**DATA IN THIS EXERCISE:**
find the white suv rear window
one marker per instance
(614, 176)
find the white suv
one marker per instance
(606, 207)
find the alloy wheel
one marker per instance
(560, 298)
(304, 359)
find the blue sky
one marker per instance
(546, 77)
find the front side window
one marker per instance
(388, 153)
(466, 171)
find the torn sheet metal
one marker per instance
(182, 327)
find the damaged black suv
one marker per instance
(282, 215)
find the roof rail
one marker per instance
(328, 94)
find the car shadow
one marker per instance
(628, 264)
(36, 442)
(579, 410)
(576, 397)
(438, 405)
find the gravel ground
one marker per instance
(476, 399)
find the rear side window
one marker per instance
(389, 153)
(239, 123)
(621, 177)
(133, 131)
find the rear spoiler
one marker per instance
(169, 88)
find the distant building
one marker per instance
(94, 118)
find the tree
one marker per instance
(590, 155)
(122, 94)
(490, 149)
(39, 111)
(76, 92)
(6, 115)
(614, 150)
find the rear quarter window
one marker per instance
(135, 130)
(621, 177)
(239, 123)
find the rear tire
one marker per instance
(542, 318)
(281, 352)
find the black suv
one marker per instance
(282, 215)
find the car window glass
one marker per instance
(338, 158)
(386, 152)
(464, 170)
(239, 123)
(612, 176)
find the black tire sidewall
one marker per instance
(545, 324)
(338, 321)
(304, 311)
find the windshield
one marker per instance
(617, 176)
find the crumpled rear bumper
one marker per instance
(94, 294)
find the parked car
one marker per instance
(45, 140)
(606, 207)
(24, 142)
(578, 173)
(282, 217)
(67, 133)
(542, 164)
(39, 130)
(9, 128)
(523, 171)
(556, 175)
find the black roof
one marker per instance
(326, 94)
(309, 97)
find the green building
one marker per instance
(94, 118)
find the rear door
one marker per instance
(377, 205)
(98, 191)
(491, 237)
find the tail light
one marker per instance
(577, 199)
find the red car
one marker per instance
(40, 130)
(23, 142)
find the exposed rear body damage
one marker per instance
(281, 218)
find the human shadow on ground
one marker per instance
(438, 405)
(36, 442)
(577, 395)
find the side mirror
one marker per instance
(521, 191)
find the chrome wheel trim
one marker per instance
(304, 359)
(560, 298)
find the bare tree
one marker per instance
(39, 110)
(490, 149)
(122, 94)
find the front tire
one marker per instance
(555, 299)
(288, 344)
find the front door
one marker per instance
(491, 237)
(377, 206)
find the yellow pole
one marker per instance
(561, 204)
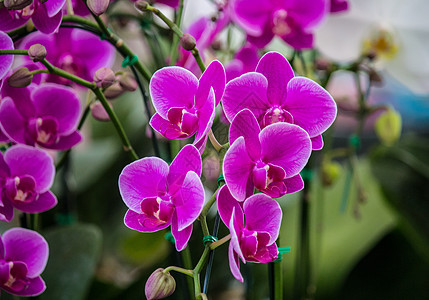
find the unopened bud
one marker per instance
(388, 126)
(20, 78)
(37, 52)
(159, 285)
(113, 91)
(127, 82)
(187, 41)
(99, 113)
(104, 77)
(16, 4)
(98, 7)
(141, 5)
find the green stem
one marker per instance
(178, 269)
(175, 43)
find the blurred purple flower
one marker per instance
(269, 159)
(26, 175)
(254, 227)
(159, 195)
(73, 50)
(23, 257)
(46, 16)
(45, 115)
(291, 20)
(245, 60)
(185, 105)
(274, 94)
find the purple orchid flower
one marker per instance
(26, 175)
(269, 159)
(42, 115)
(274, 94)
(23, 257)
(245, 60)
(5, 60)
(46, 16)
(291, 20)
(185, 105)
(159, 196)
(73, 50)
(254, 227)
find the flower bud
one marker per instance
(20, 78)
(159, 285)
(127, 82)
(388, 126)
(98, 7)
(104, 77)
(141, 5)
(16, 4)
(37, 52)
(187, 41)
(99, 113)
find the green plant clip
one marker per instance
(281, 251)
(220, 179)
(129, 61)
(209, 239)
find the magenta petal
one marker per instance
(27, 160)
(311, 106)
(278, 72)
(317, 142)
(214, 76)
(188, 200)
(66, 142)
(43, 202)
(234, 263)
(36, 287)
(251, 15)
(60, 102)
(294, 184)
(263, 214)
(53, 6)
(11, 121)
(135, 221)
(172, 87)
(28, 247)
(247, 91)
(206, 115)
(188, 159)
(225, 205)
(181, 237)
(141, 179)
(237, 168)
(44, 23)
(246, 125)
(285, 145)
(5, 60)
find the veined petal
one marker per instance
(311, 106)
(263, 214)
(27, 160)
(237, 168)
(278, 72)
(172, 87)
(246, 125)
(188, 159)
(247, 91)
(188, 200)
(285, 145)
(141, 179)
(28, 247)
(60, 102)
(213, 77)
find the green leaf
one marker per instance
(73, 255)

**TASK STATEMENT:**
Omit pictures; set down the rest of the material word for word.

**EXERCISE OUTPUT:**
find the white suv rear window
one marker per instance
(614, 176)
find the white suv
one marker per instance
(606, 207)
find the alloy wheel
one marker per instance
(560, 298)
(304, 359)
find the blue sky
one marker per instance
(546, 77)
find the front side window
one marker per instance
(388, 153)
(466, 171)
find the torn sheet metal
one marker per instance
(182, 327)
find the damaged black suv
one marker per instance
(282, 215)
find the roof rail
one marker per instance
(328, 94)
find the car shadow
one marker per instance
(628, 264)
(36, 442)
(579, 410)
(576, 397)
(438, 405)
find the gravel ground
one marker per instance
(476, 399)
find the rear side window
one marker per instance
(389, 153)
(239, 123)
(621, 177)
(133, 131)
find the rear spoiler
one marker per instance
(169, 88)
find the distant building
one marker per instance
(94, 118)
find the tree
one marker per instance
(590, 155)
(122, 94)
(490, 149)
(39, 111)
(76, 92)
(6, 115)
(614, 150)
find the rear quarter window
one marker per instance
(135, 130)
(621, 177)
(239, 123)
find the rear tire
one marker per instance
(542, 318)
(281, 352)
find the black suv
one marker per instance
(282, 215)
find the car window glass
one marker per instance
(338, 158)
(386, 152)
(464, 170)
(239, 123)
(612, 176)
find the black tire sidewall
one marker per instance
(545, 324)
(338, 321)
(304, 311)
find the windshield
one marker per instance
(617, 176)
find the crumpled rear bumper
one marker per instance
(94, 294)
find the parked car
one marker per instance
(45, 140)
(606, 207)
(24, 142)
(578, 173)
(282, 217)
(67, 133)
(542, 164)
(39, 130)
(9, 128)
(523, 171)
(556, 175)
find the black roof
one marker per instance
(326, 94)
(309, 97)
find the green building
one marker per instance
(94, 118)
find the rear door
one marker per instance
(377, 205)
(98, 191)
(491, 237)
find the tail light
one marker per instance
(577, 199)
find the red car
one marker per instance
(40, 130)
(23, 142)
find the exposed rear body damage
one marker per instance
(281, 218)
find the human shadow on ground
one marker per instance
(438, 405)
(36, 442)
(577, 395)
find the side mirror
one marker per instance
(521, 191)
find the chrome wheel trim
one marker per instance
(304, 359)
(560, 298)
find the bare tree
one marker per instance
(39, 110)
(490, 149)
(122, 94)
find the front tire
one marker per instance
(555, 299)
(288, 344)
find the front door
one marker per instance
(491, 237)
(377, 206)
find the yellow pole
one marker per instance
(561, 204)
find the unopened bud
one marker per instance
(388, 126)
(20, 78)
(37, 52)
(159, 285)
(113, 91)
(127, 82)
(187, 41)
(99, 113)
(104, 77)
(16, 4)
(98, 7)
(141, 5)
find the green stem
one marker per instance
(178, 269)
(175, 43)
find the blurred purple flower
one marker per instance
(269, 159)
(26, 175)
(254, 227)
(159, 195)
(73, 50)
(23, 257)
(46, 16)
(45, 115)
(291, 20)
(245, 60)
(185, 105)
(274, 94)
find the purple orchid flower
one marker per instance
(26, 175)
(269, 159)
(42, 115)
(274, 94)
(23, 257)
(245, 60)
(5, 60)
(46, 16)
(291, 20)
(185, 105)
(159, 196)
(73, 50)
(254, 227)
find the flower bud
one marker per instance
(20, 78)
(159, 285)
(127, 82)
(388, 126)
(98, 7)
(104, 77)
(141, 5)
(16, 4)
(37, 52)
(187, 41)
(99, 113)
find the green plant clip
one marker per instance
(281, 251)
(220, 179)
(129, 61)
(209, 239)
find the magenta petal
one marker per instance
(27, 160)
(311, 106)
(278, 72)
(317, 142)
(214, 76)
(188, 200)
(66, 142)
(43, 202)
(234, 263)
(36, 287)
(251, 15)
(60, 102)
(294, 184)
(263, 214)
(53, 6)
(11, 121)
(135, 221)
(172, 87)
(28, 247)
(247, 91)
(206, 115)
(188, 159)
(225, 205)
(181, 237)
(141, 179)
(237, 168)
(44, 23)
(246, 125)
(285, 145)
(5, 60)
find the veined petal
one marker per instance
(311, 106)
(263, 214)
(27, 160)
(237, 168)
(278, 72)
(172, 87)
(246, 125)
(188, 159)
(247, 91)
(188, 200)
(285, 145)
(141, 179)
(28, 247)
(60, 102)
(213, 77)
find the green leaf
one marker per instance
(73, 255)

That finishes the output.